抽出テキスト =
図5に示すように、まず、操作者が、教示装置3の操作画面32において座標系選択ボックス323で操作するロボット1の座標系を選択し、動作座標系及び動作軸の選択部305によりロボット1の座標系が選択される(ステップSt1)。次に、操作者が軸選択ダイヤル322(又は軸選択ボタン332)で操作するロボット1の動作軸を選択し、動作座標系及び動作軸の選択部305によりロボット1の動作軸が選択される(ステップSt2)。
【0023】
次に、1目盛り操作量設定部306において、選択した軸の作動範囲に応じて回転式ダイヤルにおける1目盛り分の操作量を設定する(ステップSt3)。その際には、前述のように、作動範囲の上限値近くでは、1目盛り分の操作量を小さく設定する。それによって、動作範囲外にまでは到達しにくくなることが期待される。さらに、操作方向が、ロボット1の動作軸の動作範囲の上限値に向かう方向では、1目盛り分の操作量を小さく設定し、動作範囲の上限値から初期の動作値へ戻る方向では、1目盛り分の操作量を大きく設定することもできる。
【0024】
ステップSt1からステップSt3の設定が終わった後、回転式ダイヤル表示部301によって表示された回転式ダイヤル321を回転操作し、回転操作量取得部302によって回転操作量を取得する。この回転式ダイヤル321の回転操作においては、前記回転操作量が回転式ダイヤル321の1目盛り分に達するごとに、効果音又は振動の発信部304が効果音又は振動を発する。そして、前記回転操作量から動作量指定部303がロボットの動作量を指定し、指定された動作量によってロボット1を実際に動作させる。(ステップSt4)。この際に、ステップSt3で、動作範囲の上限値に向かう方向の移動量を小さく設定していると、動作範囲の上限値に向かう方向の移動において位置の微調整がし易くなる。
【0025】
ロボット1を教示点に移動させるためには、座標系・軸・移動量を変更しながら操作を行う必要がある。そのため、回転式ダイヤル321の回転操作によりロボット1を移動させている中で、座標系・軸・移動量を設定する必要があるか否かを判定する(ステップSt5)。ステップSt5の判定結果がYESの場合、すなわち、回転式ダイヤル321の回転操作中に座標系・軸・移動量のいずれかを変更する必要が生じた場合には、回転式ダイヤル321の回転操作を中止し、設定する必要が生じたものが、座標系か、軸か、移動量かに応じて、それぞれ、ステップSt1、ステップSt2、ステップSt3のいずれかに戻り、変更を行う。そして、ステップSt4に戻り、各ステップで新たに設定された座標系・軸・移動量で回転式ダイヤル321を操作してロボットを移動させる。

課題と演習 =
a – 次の記述(i)〜(iii)が本文の内容と一致するかを判定してください。それぞれ「はい」か「いいえ」で答え、決め手となる本文の語句を引用してください。
(i) 作動範囲の上限値近くでは、1目盛り分の操作量を大きく設定する。
(ii) 回転操作量が回転式ダイヤル321の1目盛り分に達するごとに、効果音又は振動が発せられる。
(iii) ステップSt2では、操作者が座標系選択ボックス323でロボット1の座標系を選択する。
b – すべてのエントリを、「番号」と「行」の2列からなるMarkdownの表に書き直してください。空行は除き、画像は回答に含めないでください。
エントリは本文とは関係がありません。

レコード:
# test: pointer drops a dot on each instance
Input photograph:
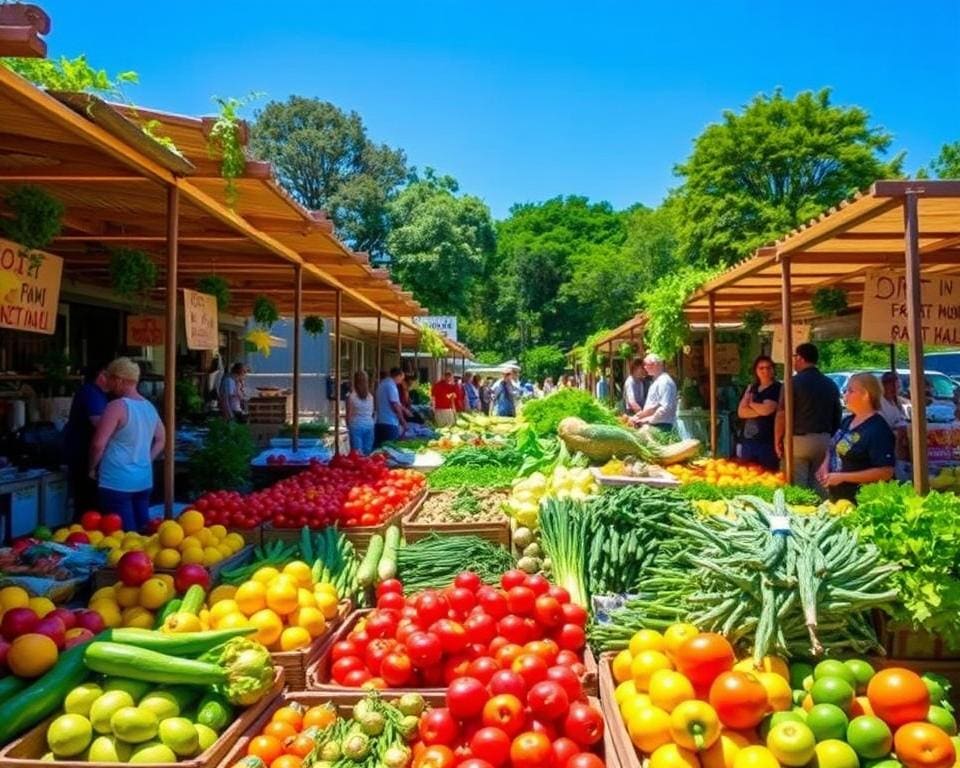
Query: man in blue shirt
(391, 421)
(85, 411)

回答 =
a –
(i) いいえ。「作動範囲の上限値近くでは、1目盛り分の操作量を小さく設定する」
(ii) はい。「前記回転操作量が回転式ダイヤル321の1目盛り分に達するごとに、効果音又は振動の発信部304が効果音又は振動を発する」
(iii) いいえ。「操作者が軸選択ダイヤル322(又は軸選択ボタン332)で操作するロボット1の動作軸を選択し」

b –
| 番号 | 行 |
|---|---|
| 1 | # test: pointer drops a dot on each instance |
| 2 | Input photograph: |
| 3 | Query: man in blue shirt |
| 4 | (391, 421) |
| 5 | (85, 411) |